Aim of the task: Nothing but the lines from the line with "draw the outline of tall grass;" through the end of the data is to be copied, and each is to be copied exactly.
─── Records shown
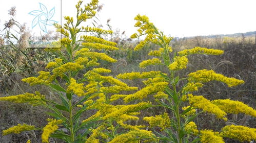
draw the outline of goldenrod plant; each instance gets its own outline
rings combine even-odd
[[[119,49],[115,43],[101,36],[112,32],[83,26],[94,17],[98,3],[97,0],[91,0],[83,7],[83,2],[79,1],[75,6],[76,17],[65,16],[66,22],[63,26],[55,25],[63,38],[52,45],[60,44],[60,48],[48,50],[57,57],[48,63],[47,70],[39,72],[37,77],[22,80],[31,86],[47,86],[56,93],[58,100],[43,95],[39,91],[0,98],[0,101],[48,109],[50,111],[46,113],[51,116],[47,119],[48,124],[44,127],[19,124],[2,131],[3,135],[41,130],[42,142],[49,142],[52,137],[70,143],[224,142],[224,137],[241,141],[256,139],[256,129],[248,127],[227,125],[216,131],[199,128],[195,119],[203,112],[225,121],[228,121],[227,114],[256,116],[256,111],[242,102],[229,99],[211,101],[203,96],[193,94],[211,81],[223,82],[229,87],[244,82],[207,69],[180,78],[178,74],[186,68],[187,57],[190,55],[219,55],[224,51],[201,47],[173,51],[170,46],[172,37],[165,36],[146,16],[138,15],[135,18],[135,26],[139,29],[131,38],[145,35],[145,38],[134,50],[141,50],[149,43],[159,48],[151,50],[148,55],[154,58],[142,62],[140,67],[159,65],[165,67],[168,72],[133,72],[116,76],[120,79],[145,79],[145,87],[140,90],[107,76],[111,70],[101,67],[100,63],[103,61],[115,62],[116,60],[104,52]],[[137,91],[125,93],[133,90]],[[154,101],[148,98],[151,96]],[[153,116],[141,118],[148,126],[132,124],[140,120],[139,115],[143,109],[149,108],[163,111],[157,114],[150,113]],[[27,142],[33,142],[33,140],[31,138]]]
[[[164,112],[153,116],[146,116],[143,120],[148,123],[149,127],[153,131],[160,142],[224,142],[223,137],[237,139],[241,141],[256,139],[256,129],[242,126],[228,125],[221,130],[213,131],[198,127],[195,118],[203,112],[213,114],[220,120],[227,121],[228,113],[244,113],[256,117],[256,111],[239,101],[229,99],[210,101],[203,96],[194,95],[204,86],[205,82],[218,81],[227,84],[229,87],[244,83],[241,80],[229,78],[217,74],[213,70],[202,69],[184,75],[180,78],[178,72],[185,69],[189,62],[187,57],[193,54],[219,55],[224,51],[206,47],[194,47],[178,52],[173,51],[170,46],[172,37],[165,35],[145,16],[137,15],[135,27],[137,32],[131,36],[136,38],[145,36],[145,39],[134,47],[140,50],[148,43],[157,45],[159,48],[151,50],[148,55],[154,56],[151,59],[142,61],[141,68],[149,65],[164,66],[168,73],[161,71],[143,73],[124,73],[117,77],[122,79],[145,79],[145,87],[138,91],[128,95],[115,94],[111,100],[123,99],[125,103],[135,100],[146,101],[149,96],[153,96],[155,108],[164,109]],[[191,55],[191,56],[190,56]],[[185,84],[184,84],[185,83]]]
[[[46,113],[52,117],[47,120],[48,124],[43,128],[43,125],[18,124],[3,130],[3,135],[42,130],[42,142],[49,142],[50,137],[60,138],[66,142],[157,141],[151,131],[142,129],[145,126],[125,123],[139,120],[136,116],[140,114],[138,111],[150,107],[150,102],[131,105],[112,104],[109,93],[136,90],[137,88],[129,87],[112,76],[104,76],[111,71],[99,67],[102,61],[116,61],[103,51],[119,49],[115,43],[90,34],[108,34],[112,32],[111,31],[82,26],[94,17],[98,3],[97,0],[92,0],[83,7],[83,2],[79,1],[75,6],[76,18],[65,16],[66,22],[63,27],[55,25],[63,38],[59,43],[61,48],[48,49],[58,56],[48,63],[46,68],[50,72],[41,71],[36,77],[22,80],[31,86],[41,84],[49,86],[57,92],[59,101],[50,99],[39,91],[0,98],[0,101],[27,103],[48,108],[51,111]],[[58,43],[53,45],[58,45]],[[90,116],[86,115],[93,113]],[[32,139],[27,141],[32,142]]]

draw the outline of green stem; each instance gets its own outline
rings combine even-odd
[[[73,129],[73,119],[72,119],[72,103],[71,100],[70,100],[69,101],[69,124],[70,125],[70,139],[71,142],[73,142],[74,141],[74,133]]]

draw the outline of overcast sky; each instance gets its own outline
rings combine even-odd
[[[44,4],[48,11],[55,7],[56,14],[60,15],[60,2],[0,0],[0,25],[8,19],[8,9],[15,6],[18,21],[26,22],[31,28],[33,17],[28,13],[39,9],[38,3]],[[62,0],[63,16],[75,15],[76,2]],[[136,31],[133,18],[139,13],[149,17],[166,35],[174,37],[256,31],[255,0],[100,0],[100,3],[104,4],[99,16],[102,24],[106,25],[110,18],[112,28],[125,31],[128,36]],[[53,18],[60,20],[57,17]]]

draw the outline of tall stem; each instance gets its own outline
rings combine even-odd
[[[72,113],[72,102],[71,100],[69,100],[69,124],[70,125],[70,139],[71,142],[73,142],[74,141],[74,133],[73,129],[73,119],[72,118],[73,115]]]

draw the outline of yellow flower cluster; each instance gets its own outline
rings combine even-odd
[[[189,133],[192,132],[193,134],[195,135],[197,135],[199,132],[198,130],[198,126],[196,126],[196,125],[193,122],[190,122],[186,125],[185,126],[185,130]]]
[[[223,50],[207,49],[206,47],[201,47],[196,46],[191,49],[186,49],[178,52],[179,55],[181,56],[188,55],[194,54],[203,54],[207,55],[219,55],[224,53]]]
[[[232,101],[229,99],[215,100],[211,103],[217,105],[219,108],[228,113],[235,114],[245,113],[256,117],[256,110],[243,102]]]
[[[204,85],[203,84],[200,82],[189,82],[187,85],[183,88],[182,93],[197,91],[198,90],[198,87],[201,87],[203,85]]]
[[[3,130],[3,135],[6,135],[11,133],[19,134],[23,131],[31,131],[34,130],[34,126],[28,125],[26,124],[21,125],[18,124],[18,125],[11,127],[7,130]]]
[[[156,77],[154,78],[149,78],[147,80],[142,81],[145,85],[152,85],[154,83],[165,81],[164,78]]]
[[[227,118],[225,117],[227,113],[222,110],[218,106],[212,103],[209,100],[204,98],[203,96],[193,96],[191,94],[188,94],[187,96],[189,104],[192,106],[213,114],[218,118],[222,118],[225,121],[227,120]]]
[[[150,140],[150,142],[156,142],[157,140],[151,131],[145,130],[135,130],[115,136],[109,143],[137,143],[141,142],[140,140],[142,139],[146,139],[143,140],[144,142],[147,142],[147,140]]]
[[[31,86],[36,84],[49,84],[51,81],[50,72],[40,71],[38,72],[38,73],[39,76],[37,77],[25,78],[23,79],[22,81],[29,83]]]
[[[162,55],[162,54],[163,53],[163,52],[162,50],[160,50],[160,49],[162,49],[163,50],[164,49],[161,47],[160,49],[159,50],[155,50],[155,51],[150,51],[150,52],[149,52],[149,53],[148,53],[148,55],[149,56],[156,56],[156,57],[160,57]]]
[[[61,43],[65,46],[70,44],[71,41],[72,40],[67,37],[65,37],[61,39]]]
[[[47,64],[47,65],[45,68],[50,68],[52,67],[56,67],[58,66],[58,64],[56,62],[50,62]]]
[[[92,68],[92,71],[98,74],[109,73],[111,72],[111,70],[110,69],[106,69],[104,68]]]
[[[117,50],[119,49],[115,46],[110,46],[108,45],[100,44],[100,43],[92,43],[89,42],[84,42],[82,45],[86,48],[94,49],[97,50],[105,49],[107,50]]]
[[[234,138],[240,141],[256,140],[256,129],[233,125],[225,126],[222,129],[223,137]]]
[[[87,73],[84,75],[85,77],[87,77],[87,78],[90,81],[97,81],[99,82],[107,82],[113,85],[117,86],[128,87],[127,84],[116,79],[111,76],[103,76],[99,74],[94,72],[93,70],[88,71]]]
[[[154,98],[156,99],[161,98],[168,99],[168,95],[164,93],[163,91],[158,92],[156,94],[154,95]]]
[[[108,87],[102,87],[100,90],[105,94],[108,93],[118,93],[122,91],[131,91],[137,90],[137,87],[123,87],[120,86],[113,86]],[[111,97],[112,98],[112,97]]]
[[[68,71],[77,71],[82,69],[84,66],[77,63],[67,62],[61,66],[53,68],[52,73],[54,76],[60,76],[62,77],[64,74]]]
[[[131,38],[132,37],[132,36],[131,36]],[[148,34],[148,35],[147,35],[146,38],[144,40],[140,41],[140,43],[135,46],[134,50],[138,51],[139,50],[141,50],[143,47],[144,47],[146,44],[147,44],[148,43],[149,43],[151,41],[153,40],[153,39],[155,38],[155,35],[153,35],[152,34]]]
[[[101,38],[97,38],[95,36],[84,35],[81,36],[81,38],[83,38],[85,42],[88,43],[100,43],[101,45],[100,45],[100,47],[102,46],[102,45],[108,45],[111,47],[111,48],[110,48],[109,50],[119,50],[117,47],[114,47],[114,46],[116,45],[116,43],[105,40]],[[96,49],[99,49],[99,47],[98,48],[92,47],[92,48]]]
[[[128,105],[121,107],[114,112],[110,113],[103,117],[104,120],[116,118],[120,116],[130,112],[136,112],[151,106],[150,102],[141,102],[136,104]]]
[[[45,96],[42,95],[38,91],[35,92],[35,94],[26,92],[25,94],[17,96],[0,98],[0,101],[7,101],[16,103],[28,103],[33,106],[42,105],[45,104],[44,101],[45,99]]]
[[[191,80],[197,82],[208,82],[212,80],[221,81],[227,84],[228,87],[232,87],[243,84],[244,81],[233,78],[228,78],[220,74],[216,74],[213,70],[203,69],[188,74]]]
[[[160,76],[160,71],[150,71],[149,72],[132,72],[130,73],[120,74],[116,76],[116,77],[121,79],[146,79],[149,78],[153,78],[156,76]]]
[[[184,111],[187,110],[187,109],[188,109],[188,108],[190,107],[190,106],[187,106],[187,107],[182,107],[182,110],[183,110]],[[195,112],[196,112],[196,110],[195,110],[195,109],[194,109],[193,108],[192,108],[191,109],[190,109],[190,111],[187,112],[187,113],[186,113],[185,114],[186,115],[193,115],[194,114],[195,114]]]
[[[103,34],[111,34],[113,31],[111,30],[105,30],[101,29],[100,28],[95,28],[95,27],[82,27],[82,29],[87,32],[96,32]]]
[[[71,93],[71,92],[73,92],[73,93],[78,97],[84,96],[85,94],[85,92],[84,91],[84,84],[77,83],[75,79],[71,78],[70,84],[67,88],[67,92]]]
[[[158,58],[153,58],[142,61],[140,63],[140,67],[145,68],[150,65],[158,65],[161,64],[161,60]]]
[[[43,133],[42,134],[42,142],[48,143],[50,135],[57,130],[58,128],[57,125],[62,123],[61,120],[48,118],[47,121],[49,122],[43,129]]]
[[[86,48],[85,50],[88,49]],[[75,54],[77,55],[78,54],[80,54],[82,56],[85,56],[88,58],[90,58],[92,59],[98,59],[106,61],[109,62],[116,62],[116,60],[115,60],[108,55],[107,55],[105,53],[99,53],[97,52],[87,52],[85,50],[85,49],[83,48],[81,50],[77,51]]]
[[[97,59],[96,58],[93,58],[92,60],[89,61],[87,64],[87,67],[93,66],[99,66],[100,65],[99,63],[97,63]]]
[[[200,131],[200,138],[202,143],[225,143],[219,132],[210,130]]]
[[[168,84],[166,82],[160,82],[147,86],[134,93],[127,95],[123,99],[124,101],[128,103],[135,99],[142,100],[150,94],[163,91]]]
[[[75,62],[75,63],[77,64],[80,65],[85,65],[88,62],[89,59],[86,57],[78,57],[77,59],[75,59],[74,61]]]
[[[143,120],[148,122],[151,128],[158,126],[161,128],[161,130],[164,130],[165,128],[171,126],[171,120],[167,113],[164,113],[162,115],[155,115],[154,117],[145,117]]]
[[[97,128],[93,129],[92,130],[92,134],[86,139],[85,143],[100,143],[100,139],[97,139],[97,138],[103,135],[101,131],[105,128],[105,126],[101,125]]]
[[[187,56],[176,56],[174,57],[174,61],[169,66],[170,70],[180,70],[187,68],[187,64],[188,59]]]

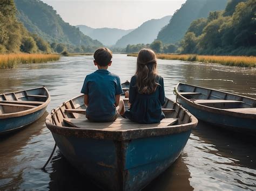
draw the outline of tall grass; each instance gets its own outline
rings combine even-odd
[[[57,54],[0,54],[0,69],[13,68],[18,63],[43,63],[57,61]]]
[[[131,56],[137,55],[138,54],[136,53],[127,54],[127,56]],[[179,60],[205,63],[217,63],[227,66],[256,67],[256,56],[157,54],[157,57],[159,59],[164,60]]]

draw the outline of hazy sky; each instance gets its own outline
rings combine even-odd
[[[42,0],[72,25],[137,28],[144,22],[172,15],[186,0]]]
──────
Output of the exercise:
draw the outline of tall grass; each instance gets its own outline
rings combine even-odd
[[[57,54],[0,54],[0,69],[13,68],[18,63],[43,63],[57,61]]]
[[[131,56],[137,55],[138,54],[136,53],[127,54],[127,56]],[[179,60],[205,63],[217,63],[227,66],[256,67],[256,56],[157,54],[157,57],[159,59],[164,60]]]

draw the outline of hazy sky; each instance gets its own outline
rings combine even-odd
[[[42,0],[72,25],[137,28],[144,22],[172,15],[186,0]]]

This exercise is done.